▶ _Aim_
Return, character for character, the span of the records that opens with the line containing "Target: red painted stripe on road" and closes with the line containing "[(77, 437)]", both of those lines included. Give nothing else.

▶ _Data for this task_
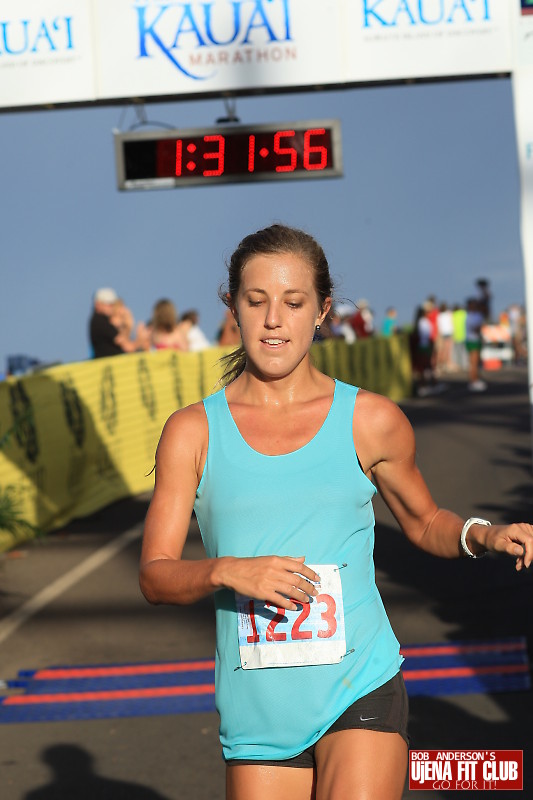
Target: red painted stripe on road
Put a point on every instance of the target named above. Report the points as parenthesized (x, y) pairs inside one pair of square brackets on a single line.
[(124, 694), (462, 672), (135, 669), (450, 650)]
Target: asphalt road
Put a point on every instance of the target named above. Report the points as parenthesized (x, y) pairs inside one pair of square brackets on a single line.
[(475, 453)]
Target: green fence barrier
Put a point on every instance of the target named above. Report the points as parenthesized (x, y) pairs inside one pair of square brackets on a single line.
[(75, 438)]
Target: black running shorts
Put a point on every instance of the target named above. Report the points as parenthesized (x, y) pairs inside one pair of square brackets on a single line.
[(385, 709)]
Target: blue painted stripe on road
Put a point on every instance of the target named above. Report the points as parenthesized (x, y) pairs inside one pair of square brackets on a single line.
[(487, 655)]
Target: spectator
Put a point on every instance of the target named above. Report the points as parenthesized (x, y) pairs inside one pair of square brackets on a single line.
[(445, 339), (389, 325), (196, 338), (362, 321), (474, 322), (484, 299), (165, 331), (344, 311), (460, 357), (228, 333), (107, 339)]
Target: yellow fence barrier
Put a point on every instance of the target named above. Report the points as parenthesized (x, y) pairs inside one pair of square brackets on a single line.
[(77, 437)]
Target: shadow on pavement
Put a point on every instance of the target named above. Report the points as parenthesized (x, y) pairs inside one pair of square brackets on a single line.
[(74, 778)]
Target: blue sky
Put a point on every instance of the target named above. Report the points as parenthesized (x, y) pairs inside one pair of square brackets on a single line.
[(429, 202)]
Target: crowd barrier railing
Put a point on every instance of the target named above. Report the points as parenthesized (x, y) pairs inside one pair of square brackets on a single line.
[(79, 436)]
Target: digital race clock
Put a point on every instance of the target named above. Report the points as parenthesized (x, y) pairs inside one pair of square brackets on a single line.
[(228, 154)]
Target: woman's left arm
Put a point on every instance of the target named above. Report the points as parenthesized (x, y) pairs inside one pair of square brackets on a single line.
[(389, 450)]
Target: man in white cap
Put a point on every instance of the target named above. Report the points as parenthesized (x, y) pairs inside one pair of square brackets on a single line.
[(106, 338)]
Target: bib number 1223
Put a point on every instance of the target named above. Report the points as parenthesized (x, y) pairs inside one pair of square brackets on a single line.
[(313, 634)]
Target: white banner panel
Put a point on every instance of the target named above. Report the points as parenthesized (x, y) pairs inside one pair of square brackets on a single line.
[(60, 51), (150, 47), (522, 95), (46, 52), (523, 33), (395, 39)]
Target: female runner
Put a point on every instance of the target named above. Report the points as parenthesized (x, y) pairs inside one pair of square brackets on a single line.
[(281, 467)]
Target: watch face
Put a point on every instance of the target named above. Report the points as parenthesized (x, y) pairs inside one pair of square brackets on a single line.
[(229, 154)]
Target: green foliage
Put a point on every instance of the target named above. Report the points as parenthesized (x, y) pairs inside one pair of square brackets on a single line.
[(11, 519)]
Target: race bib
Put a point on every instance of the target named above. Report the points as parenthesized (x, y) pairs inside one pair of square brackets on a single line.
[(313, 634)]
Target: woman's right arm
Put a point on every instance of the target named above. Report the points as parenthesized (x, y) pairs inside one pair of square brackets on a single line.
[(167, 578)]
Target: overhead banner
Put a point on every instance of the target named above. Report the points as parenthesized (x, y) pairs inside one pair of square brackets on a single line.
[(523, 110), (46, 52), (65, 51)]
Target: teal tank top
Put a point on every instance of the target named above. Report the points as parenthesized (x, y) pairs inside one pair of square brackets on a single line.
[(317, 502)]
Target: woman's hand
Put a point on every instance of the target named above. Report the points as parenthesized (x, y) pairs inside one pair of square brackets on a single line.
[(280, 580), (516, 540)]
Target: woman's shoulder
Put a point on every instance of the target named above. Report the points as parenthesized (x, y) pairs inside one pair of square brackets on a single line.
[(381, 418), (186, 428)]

...

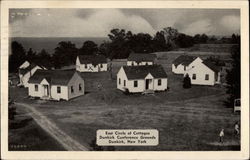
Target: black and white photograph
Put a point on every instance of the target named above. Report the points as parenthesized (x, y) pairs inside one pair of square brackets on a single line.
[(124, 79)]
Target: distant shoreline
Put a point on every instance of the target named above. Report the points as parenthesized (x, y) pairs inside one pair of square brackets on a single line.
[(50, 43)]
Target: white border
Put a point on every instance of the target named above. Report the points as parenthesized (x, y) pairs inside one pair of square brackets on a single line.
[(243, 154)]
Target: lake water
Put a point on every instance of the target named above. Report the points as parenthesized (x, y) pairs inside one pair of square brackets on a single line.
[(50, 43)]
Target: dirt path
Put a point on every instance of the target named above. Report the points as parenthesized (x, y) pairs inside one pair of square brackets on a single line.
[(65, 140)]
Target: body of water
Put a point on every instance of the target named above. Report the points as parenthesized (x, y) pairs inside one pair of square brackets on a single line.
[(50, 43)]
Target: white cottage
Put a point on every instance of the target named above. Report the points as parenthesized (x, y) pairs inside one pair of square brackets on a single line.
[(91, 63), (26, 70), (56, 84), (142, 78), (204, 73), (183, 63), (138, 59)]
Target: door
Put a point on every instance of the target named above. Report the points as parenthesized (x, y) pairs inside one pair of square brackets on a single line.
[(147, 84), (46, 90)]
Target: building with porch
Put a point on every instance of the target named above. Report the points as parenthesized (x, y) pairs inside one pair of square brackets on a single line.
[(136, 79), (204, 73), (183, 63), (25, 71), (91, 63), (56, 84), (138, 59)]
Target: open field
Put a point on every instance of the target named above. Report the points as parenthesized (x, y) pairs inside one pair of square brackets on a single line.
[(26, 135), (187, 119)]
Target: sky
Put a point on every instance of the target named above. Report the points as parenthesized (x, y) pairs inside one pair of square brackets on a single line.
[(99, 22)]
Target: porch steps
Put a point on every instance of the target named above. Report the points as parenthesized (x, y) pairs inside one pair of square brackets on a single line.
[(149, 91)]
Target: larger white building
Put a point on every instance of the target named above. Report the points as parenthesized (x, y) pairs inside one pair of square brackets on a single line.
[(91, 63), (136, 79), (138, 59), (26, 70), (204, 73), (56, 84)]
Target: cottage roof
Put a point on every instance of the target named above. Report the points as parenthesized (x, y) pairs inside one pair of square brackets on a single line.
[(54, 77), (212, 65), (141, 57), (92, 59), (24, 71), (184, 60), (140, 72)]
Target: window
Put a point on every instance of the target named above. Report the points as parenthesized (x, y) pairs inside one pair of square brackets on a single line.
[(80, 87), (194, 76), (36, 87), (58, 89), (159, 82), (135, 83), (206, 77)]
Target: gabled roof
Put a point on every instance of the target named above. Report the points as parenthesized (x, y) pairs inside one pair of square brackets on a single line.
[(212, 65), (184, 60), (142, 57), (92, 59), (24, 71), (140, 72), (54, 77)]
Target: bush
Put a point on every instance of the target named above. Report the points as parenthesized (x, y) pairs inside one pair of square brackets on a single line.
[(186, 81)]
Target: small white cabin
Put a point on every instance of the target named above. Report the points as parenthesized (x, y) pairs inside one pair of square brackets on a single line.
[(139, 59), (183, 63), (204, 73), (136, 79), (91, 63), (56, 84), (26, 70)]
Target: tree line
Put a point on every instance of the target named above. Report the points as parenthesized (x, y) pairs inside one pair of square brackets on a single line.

--

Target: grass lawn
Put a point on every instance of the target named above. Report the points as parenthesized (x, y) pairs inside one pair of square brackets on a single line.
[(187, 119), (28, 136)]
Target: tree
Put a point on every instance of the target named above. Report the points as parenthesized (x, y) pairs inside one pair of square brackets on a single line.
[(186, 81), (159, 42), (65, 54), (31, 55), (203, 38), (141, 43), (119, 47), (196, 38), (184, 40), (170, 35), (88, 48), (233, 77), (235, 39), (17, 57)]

▶ _Written response_
Target: red painted stripe on road
Put a point on every instance of the target named above. Report the points as parenthesized (x, y) pairs inside one pair of square brackets on a single line.
[(124, 694), (462, 672), (135, 669), (450, 650)]
Target: asphalt road
Put a point on every instance of the target named above. Report the points as parenthesized (x, y) pairs inside one pair of square brackets on a single line.
[(475, 453)]
Target: green fence barrier
Put a point on every instance of the target named above. Report the points as parenthesized (x, y) pairs inside one pair of square brackets on a single line.
[(75, 438)]
Target: black running shorts
Put a point on every instance of the target named above. Report the points as parenthesized (x, y) pairs inside one pair of square brackets on a single line.
[(385, 709)]
Target: blue painted stripe on road
Put a point on every instance of the target named above. Report the points as parenthesized (x, y) pairs inside one pair of square brackets on a single line.
[(487, 655)]
Target: spectator
Put a point on every instance of the target named above. Report the points as parenthesized (x, y) pairs inside one pair of square brackets on a single line.
[(445, 339), (389, 325), (196, 338), (362, 321), (474, 322), (484, 299), (165, 331), (344, 311), (460, 357), (228, 333), (107, 339)]
Target: yellow fence barrier
Put a point on every instance of the target named above. Report the points as parenthesized (x, y) pairs inside one pair of square brackets on a single line.
[(77, 437)]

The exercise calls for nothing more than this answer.